(EXCERPT TO READ):
—————

Hotels of New York
As the sung by Frank Sinatra, New York is the city that never sleeps. But when you want to sleep in New York, you can find some hotels in our guide New York of 1000 cult movies, series, musics, comics and novels locations.
On Home Alone 2: Lost in New York, the young Kevin McCallister (Macaulay Culkin) manages to reserve a room in this mythical New York hotel by skillfully using a dictaphone as well as his father’s credit card. In the lobby he also runs into Donald Trump and asks him where the reception desk is. The future American President was at that time owner of the hotel. “I haven't purchased a building, I have purchased a masterpiece” he claimed in 1988 when he became the owner. He resold it in 1995.
Built in 1909 and taking inspiration from French Renaissance castles, the Plaza is a heritage gem of unbelievable luxury. Don’t hesitate to come see the splendid skylights in the restaurant, but if the menu prices scare you off, you could have something to eat for a much more modest price in the downstairs Food Hall.

—————

(RECORDS SUPPLIED):
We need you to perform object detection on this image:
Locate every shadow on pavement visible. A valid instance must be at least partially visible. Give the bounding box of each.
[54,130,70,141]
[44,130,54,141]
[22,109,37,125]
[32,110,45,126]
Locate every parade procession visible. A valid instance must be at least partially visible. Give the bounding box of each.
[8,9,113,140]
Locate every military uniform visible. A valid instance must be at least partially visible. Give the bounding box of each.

—————

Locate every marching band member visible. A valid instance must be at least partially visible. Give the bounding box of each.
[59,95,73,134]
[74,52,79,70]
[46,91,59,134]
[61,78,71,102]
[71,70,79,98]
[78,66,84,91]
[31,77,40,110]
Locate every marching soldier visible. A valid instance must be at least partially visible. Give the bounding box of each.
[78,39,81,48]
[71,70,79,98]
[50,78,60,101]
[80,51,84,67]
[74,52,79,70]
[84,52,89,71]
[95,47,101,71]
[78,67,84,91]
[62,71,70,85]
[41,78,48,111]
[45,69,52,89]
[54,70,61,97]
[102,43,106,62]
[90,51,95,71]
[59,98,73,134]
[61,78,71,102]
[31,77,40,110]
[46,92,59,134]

—————

Copy everything in the New York hotels text from "Hotels of New" down to "and novels locations.". Work from the New York hotels text only, not from the material.

(CORRECT ANSWER):
Hotels of New York
As the sung by Frank Sinatra, New York is the city that never sleeps. But when you want to sleep in New York, you can find some hotels in our guide New York of 1000 cult movies, series, musics, comics and novels locations.